AIM -> Beginning at the line containing "For the evaluation set, indicate each instance of the bag" and continuing to the end of the records below, give each line again exactly as it stands, and only those lines.

RECORD EXCERPTS ->
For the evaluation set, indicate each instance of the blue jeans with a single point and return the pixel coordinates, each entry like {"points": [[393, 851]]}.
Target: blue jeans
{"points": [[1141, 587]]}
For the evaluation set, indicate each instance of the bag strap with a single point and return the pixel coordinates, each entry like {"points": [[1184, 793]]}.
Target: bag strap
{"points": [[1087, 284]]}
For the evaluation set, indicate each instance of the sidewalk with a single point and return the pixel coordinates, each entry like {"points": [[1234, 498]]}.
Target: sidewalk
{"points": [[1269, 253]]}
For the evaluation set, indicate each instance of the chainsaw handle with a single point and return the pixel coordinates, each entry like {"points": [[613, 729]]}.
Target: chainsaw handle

EXERCISE ANSWER ->
For the evaluation set, indicate each instance of the bag strap with a single point and return the pixel coordinates, each entry like {"points": [[1184, 793]]}.
Target: bag strap
{"points": [[1087, 284]]}
For the evaluation set, indicate each instance of the sidewalk with a single point and return the pixel coordinates, each entry like {"points": [[1234, 498]]}.
Target: sidewalk
{"points": [[1269, 253]]}
For the evaluation set, indicate each instance of the chainsaw handle with a single point and return the pixel coordinates, each entry like {"points": [[613, 729]]}.
Target: chainsaw handle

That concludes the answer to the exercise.